* Текст для чтения:

И мы снова принялись спорить.

К концу того дня, когда мы наконец кончили писать «Музыкальную историю», программа была осуществлена полностью. Катаральное состояние голосовых связок было налицо. И мирную беседу, которая завершила последний этап работы, мы вели голосами, напоминающими звук скверных пастушьих свирелей.

Сейчас, вспоминая те дни, я отчетливо вижу фигуру Петрова, слегка наклоненную вперед, с приподнятым правым плечом и руками, заложенными за спину. Он ходил взад и вперед по комнате, и проекты, один другого увлекательнее, громоздились на его пути - проекты, долженствовавшие сделать счастливыми нас самих, наших сограждан и всех остальных жителей земного шара.

Эти проекты ничем не напоминали воздушные замки записных фантазеров и отличались чрезвычайной практической продуманностью. Во всяком случае, излагались они с таким блеском, что у слушателя неизменно возникала потребность засучив рукава немедленно взяться за их осуществление.

Евгений Петров очень любил делать прогнозы. И совершенно по-детски радовался, когда они сбывались.

Усмехаясь, он сам себя называл «пикейным жилетом» и по временам действительно напоминал своими пророчествами тех старичков, которых они с Ильфом некогда изобразили в «Золотом теленке». Лучшим способом подшутить над ним в этих случаях было сделать вид, что не помнишь о его прогнозе, который сбылся. Страшно волнуясь, он начинал вспоминать мельчайшие обстоятельства, при коих был сделан прогноз, а заметив улыбку на лице собеседника, но еще боясь поверить, что все это только шутка, начинал упрашивать его отнестись к разговору серьезней и так при этом томился и горевал, что только закоренелый злодей способен был бы довести до конца злую шутку.

Есть люди, которые, поселившись в комнате, кем-то до них обжитой, так и живут в ней, оставив все на своих местах. Такой человек в лучшем случае переставит письменный стол поближе к свету или сдвинет с места кресло, чтобы сделать шире проход. В других областях своей жизни и деятельности эти люди ведут себя так же. Легко входя в новую область, они живут в ней, подчиняясь до них созданному порядку вещей, не стремясь ничего изменить, дорожа своим и чужим спокойствием.

Петров был не таким человеком. Представляя себе его переезд в новую, пусть даже гостиничную, комнату, я отчетливо вижу, как он, поставив на пол чемодан и критически оглядев обстановку, начинает кряхтя, передвигать тяжелый платяной шкаф, требует, чтобы вынесли вовсе какую-нибудь не понравившуюся ему кушетку, и убеждает заглянувшего на шум соседа произвести в своей комнате точно такие же изменения.

Он был полон стремления все вокруг себя перестроить, всех вокруг убедить в необходимости такой же перестройки, во все вмешаться, все переделать своими руками.

* Задание A: Верните без изменений каждую строку списка, в которой есть слово «black».

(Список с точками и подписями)
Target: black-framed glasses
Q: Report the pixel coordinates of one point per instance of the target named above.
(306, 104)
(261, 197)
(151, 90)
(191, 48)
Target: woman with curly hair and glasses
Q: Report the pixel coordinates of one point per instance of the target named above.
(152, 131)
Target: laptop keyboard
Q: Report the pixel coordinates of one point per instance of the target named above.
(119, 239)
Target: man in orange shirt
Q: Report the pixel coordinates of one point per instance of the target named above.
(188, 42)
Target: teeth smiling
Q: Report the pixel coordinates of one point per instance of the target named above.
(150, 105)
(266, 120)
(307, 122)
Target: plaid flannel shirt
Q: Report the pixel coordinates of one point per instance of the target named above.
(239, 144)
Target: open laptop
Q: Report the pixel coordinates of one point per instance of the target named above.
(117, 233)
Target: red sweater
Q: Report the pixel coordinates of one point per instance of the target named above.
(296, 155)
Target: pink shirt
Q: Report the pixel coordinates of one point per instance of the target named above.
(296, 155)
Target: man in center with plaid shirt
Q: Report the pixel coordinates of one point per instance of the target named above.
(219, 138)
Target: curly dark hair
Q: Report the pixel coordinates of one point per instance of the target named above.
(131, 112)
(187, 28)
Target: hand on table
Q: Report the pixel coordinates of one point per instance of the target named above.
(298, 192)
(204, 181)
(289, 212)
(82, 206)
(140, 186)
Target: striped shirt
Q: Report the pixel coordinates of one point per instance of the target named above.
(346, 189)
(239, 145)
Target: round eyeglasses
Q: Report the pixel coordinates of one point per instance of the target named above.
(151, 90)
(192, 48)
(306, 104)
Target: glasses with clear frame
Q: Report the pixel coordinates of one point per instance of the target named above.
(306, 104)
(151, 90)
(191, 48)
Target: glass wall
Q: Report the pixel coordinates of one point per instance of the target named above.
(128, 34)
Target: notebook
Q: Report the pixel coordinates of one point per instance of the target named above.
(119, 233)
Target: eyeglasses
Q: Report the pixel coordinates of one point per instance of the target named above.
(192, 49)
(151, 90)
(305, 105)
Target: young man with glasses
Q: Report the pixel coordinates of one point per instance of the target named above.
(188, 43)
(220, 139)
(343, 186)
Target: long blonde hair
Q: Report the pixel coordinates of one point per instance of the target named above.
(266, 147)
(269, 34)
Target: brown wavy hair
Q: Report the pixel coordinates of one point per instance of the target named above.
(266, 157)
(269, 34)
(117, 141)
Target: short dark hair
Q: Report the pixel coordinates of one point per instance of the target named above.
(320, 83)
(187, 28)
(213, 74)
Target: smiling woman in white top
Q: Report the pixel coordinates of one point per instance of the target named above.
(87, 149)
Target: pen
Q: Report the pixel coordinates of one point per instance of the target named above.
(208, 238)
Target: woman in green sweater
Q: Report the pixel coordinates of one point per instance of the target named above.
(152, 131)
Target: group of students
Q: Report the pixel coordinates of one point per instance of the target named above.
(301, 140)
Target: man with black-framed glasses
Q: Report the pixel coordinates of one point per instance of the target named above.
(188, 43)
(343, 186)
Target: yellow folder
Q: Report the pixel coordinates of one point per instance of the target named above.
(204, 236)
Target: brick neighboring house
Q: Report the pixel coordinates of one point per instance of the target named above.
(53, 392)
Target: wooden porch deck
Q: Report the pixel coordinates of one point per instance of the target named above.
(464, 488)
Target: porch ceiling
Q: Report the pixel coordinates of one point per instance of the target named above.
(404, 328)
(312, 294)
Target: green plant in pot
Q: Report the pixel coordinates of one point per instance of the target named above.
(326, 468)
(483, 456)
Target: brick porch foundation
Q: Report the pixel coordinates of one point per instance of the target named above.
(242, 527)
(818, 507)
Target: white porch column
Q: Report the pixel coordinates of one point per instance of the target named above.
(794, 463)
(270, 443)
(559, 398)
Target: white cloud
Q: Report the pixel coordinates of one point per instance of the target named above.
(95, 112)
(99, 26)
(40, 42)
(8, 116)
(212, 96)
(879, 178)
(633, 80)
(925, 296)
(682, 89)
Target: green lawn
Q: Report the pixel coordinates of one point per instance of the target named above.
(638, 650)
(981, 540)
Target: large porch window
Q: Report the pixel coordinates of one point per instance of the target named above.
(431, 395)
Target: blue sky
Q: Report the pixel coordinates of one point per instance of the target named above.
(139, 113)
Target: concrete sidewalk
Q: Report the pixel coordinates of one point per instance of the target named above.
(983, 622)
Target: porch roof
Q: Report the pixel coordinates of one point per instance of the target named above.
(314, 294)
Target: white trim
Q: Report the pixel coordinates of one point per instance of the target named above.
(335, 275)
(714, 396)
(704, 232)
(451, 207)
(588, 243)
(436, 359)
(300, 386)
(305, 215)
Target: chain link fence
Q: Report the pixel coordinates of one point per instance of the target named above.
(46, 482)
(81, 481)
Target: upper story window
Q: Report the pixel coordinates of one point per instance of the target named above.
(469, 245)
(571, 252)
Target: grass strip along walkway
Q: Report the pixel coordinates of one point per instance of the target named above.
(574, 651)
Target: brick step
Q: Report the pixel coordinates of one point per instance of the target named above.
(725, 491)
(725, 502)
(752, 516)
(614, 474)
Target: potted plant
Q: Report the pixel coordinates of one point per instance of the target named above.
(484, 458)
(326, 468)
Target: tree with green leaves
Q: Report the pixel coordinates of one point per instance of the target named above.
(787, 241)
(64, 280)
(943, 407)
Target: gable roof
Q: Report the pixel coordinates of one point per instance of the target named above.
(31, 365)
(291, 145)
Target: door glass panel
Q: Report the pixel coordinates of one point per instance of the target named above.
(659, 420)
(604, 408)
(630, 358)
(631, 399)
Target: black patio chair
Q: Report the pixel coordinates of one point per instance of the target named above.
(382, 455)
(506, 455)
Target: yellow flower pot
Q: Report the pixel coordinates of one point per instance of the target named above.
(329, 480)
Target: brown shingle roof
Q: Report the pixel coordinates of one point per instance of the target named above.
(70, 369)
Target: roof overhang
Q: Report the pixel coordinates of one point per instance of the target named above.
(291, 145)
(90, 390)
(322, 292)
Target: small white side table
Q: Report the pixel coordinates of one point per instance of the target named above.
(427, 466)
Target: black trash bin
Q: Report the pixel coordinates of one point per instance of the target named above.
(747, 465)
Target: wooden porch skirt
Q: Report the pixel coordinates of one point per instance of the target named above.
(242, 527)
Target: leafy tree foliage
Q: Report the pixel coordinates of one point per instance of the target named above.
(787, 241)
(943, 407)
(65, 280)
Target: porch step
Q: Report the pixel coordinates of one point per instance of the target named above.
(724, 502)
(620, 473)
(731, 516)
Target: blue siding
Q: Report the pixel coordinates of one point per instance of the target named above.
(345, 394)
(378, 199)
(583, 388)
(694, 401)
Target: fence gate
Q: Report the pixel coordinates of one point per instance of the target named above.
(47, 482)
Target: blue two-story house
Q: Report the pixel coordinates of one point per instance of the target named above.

* Задание B: Продолжите воспоминания о Евгении Петрове, начав сразу после их последнего предложения.

* Ответ A:
Target: black-framed glasses
Target: man with black-framed glasses
Target: black patio chair
Target: black trash bin

* Ответ B:
Когда мне пришлось вместе с ним соприкоснуться с жизнью кинофабрики, я убедился в этом воочию.

Кстати, решали судьбу «Музыкальной истории» люди совершенно разумные, а период так называемого «прохождения сценария в производство» не был отмечен ни одним из тех колоритных и злых разговоров, какие мы рисовали себе в начале работы.

Колоритные разговоры начались потом.

Режиссер, которому была поручена постановка, по привычке, установившейся издавна, под видом режиссерской трактовки переписал сценарий по-своему. Как он объяснил нам, сделано это было не потому, что сценарий ему не нравился, а потому, что «так» он ему нравился больше.

Тут-то и началась перестановка мебели в кинокомнате. Ознаменовалась она тем, что озадаченный режиссер выслушал речь об авторском праве, в которой Петров камня на камне не оставил от трактовки этого самого права на кинофабриках в те времена. За речью последовала кипучая деятельность, приведшая к тому, что этот вопрос подвергся обсуждению на большом собрании киноработников. И наконец, после того как была одержана полная победа, сценарий был кое в чем переделан так, как этого хотел режиссер, но переделан нами самими и только в тех местах, где мы признавали справедливость требований, которые нам были предъявлены.

Режиссер недоумевал.

- Зачем было поднимать такой шум? - говорил он нам, пожимая плечами. - Отлично бы поладили без собраний, без резолюций...

Разумеется, поладили бы. Но Петрову не этого было нужно.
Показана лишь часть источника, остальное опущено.